**SHORT TASK**
All the data should come back exactly as it was given.

**Stored entries**
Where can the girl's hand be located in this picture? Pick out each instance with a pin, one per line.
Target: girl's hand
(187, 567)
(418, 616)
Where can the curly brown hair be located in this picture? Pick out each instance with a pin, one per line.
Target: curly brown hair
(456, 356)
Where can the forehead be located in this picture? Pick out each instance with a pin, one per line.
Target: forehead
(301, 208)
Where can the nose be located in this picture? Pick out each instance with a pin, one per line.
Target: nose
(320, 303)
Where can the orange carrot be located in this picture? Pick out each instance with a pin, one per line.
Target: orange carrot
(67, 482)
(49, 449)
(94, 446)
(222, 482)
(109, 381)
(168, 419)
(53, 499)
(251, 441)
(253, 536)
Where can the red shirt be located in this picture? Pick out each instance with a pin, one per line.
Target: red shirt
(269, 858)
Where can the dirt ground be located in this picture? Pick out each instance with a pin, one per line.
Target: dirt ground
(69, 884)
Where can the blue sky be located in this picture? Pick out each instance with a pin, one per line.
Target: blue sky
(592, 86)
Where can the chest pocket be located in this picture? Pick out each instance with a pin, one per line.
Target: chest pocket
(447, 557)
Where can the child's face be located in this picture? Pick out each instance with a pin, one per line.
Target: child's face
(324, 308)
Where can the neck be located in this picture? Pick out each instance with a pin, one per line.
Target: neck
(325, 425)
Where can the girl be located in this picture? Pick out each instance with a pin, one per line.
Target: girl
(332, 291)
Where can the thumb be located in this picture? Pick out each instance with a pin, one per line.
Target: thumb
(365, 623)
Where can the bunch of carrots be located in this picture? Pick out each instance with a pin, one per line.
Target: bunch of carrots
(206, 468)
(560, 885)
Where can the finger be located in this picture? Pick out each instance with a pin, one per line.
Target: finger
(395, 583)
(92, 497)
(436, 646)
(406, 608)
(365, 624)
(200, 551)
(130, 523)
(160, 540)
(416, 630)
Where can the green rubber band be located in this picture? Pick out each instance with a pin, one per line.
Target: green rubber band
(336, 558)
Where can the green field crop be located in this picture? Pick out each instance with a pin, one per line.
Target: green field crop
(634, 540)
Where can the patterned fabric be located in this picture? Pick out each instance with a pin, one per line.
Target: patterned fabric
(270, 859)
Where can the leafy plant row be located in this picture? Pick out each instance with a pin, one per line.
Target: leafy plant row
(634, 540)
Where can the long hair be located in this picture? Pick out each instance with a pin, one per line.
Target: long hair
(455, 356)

**OUTPUT FOR THIS TASK**
Where can the girl's hand be located in this picture? Pick out each instance with a pin, one per line.
Target: girl's hand
(187, 567)
(418, 616)
Where can the curly brown hair be located in this picture? Pick out each instance with a pin, one per line.
Target: curly brown hair
(456, 356)
Where can the forehead be located in this picture? Pick out each instance with a pin, one per line.
Target: forehead
(301, 208)
Where can the nose be located in this picture? Pick out each instance with a pin, one per line.
Target: nose
(320, 303)
Where can the orange carrot be located in this picture? Pick out each instance with a pin, one per line.
Target: orange carrot
(67, 482)
(49, 449)
(94, 446)
(222, 482)
(109, 381)
(168, 419)
(53, 499)
(251, 441)
(253, 536)
Where can the red shirt be located in this picture? Pick out each instance with a pin, one per line.
Target: red shirt
(269, 858)
Where can the dirt ground be located in this picture? Pick out each instance with a pin, one per line.
Target: dirt ground
(69, 884)
Where can the blue sky be located in this picture? Pick out each instance with a pin, one per line.
Target: blue sky
(592, 86)
Where can the chest pocket be located in this picture? Pick out each instance with a pin, one per line.
Target: chest pocket
(447, 557)
Where can the child's face be located in this picture? Pick out each instance with a pin, one per line.
Target: child's face
(324, 308)
Where can the neck be located in this picture? Pick out each instance with a pin, one per line.
Target: neck
(325, 425)
Where can the girl be located in this picture? Pick out each instance with a pin, one per line.
Target: girl
(332, 291)
Where can the thumb be located in this picture? Pick out each instance with a pin, one per line.
Target: thumb
(365, 623)
Where can the bunch of carrots be located in this picture? Pick out each instance with a pin, one per line.
Target: bunch of carrots
(206, 468)
(560, 885)
Where can the finger be located in this picture? Pick out each instance with a pin, one per line.
Target: finger
(395, 583)
(92, 497)
(436, 646)
(406, 608)
(365, 624)
(200, 551)
(130, 523)
(160, 540)
(416, 630)
Where can the green rubber band be located in this picture? Pick out each instance with a pin, one per line.
Target: green rubber band
(336, 558)
Where can the green field crop be located in this picture? Pick out each instance with a pin, one per line.
Target: green field crop
(634, 540)
Where can the patterned fabric be located in this picture? Pick out each instance with a pin, one per line.
Target: patterned fabric
(270, 859)
Where can the leafy plant row be located in this picture? Pick out each instance with a pin, one per line.
Target: leafy plant row
(634, 540)
Where can the long hair be located in this picture? Pick out each instance with a pin, one per line.
Target: long hair
(455, 356)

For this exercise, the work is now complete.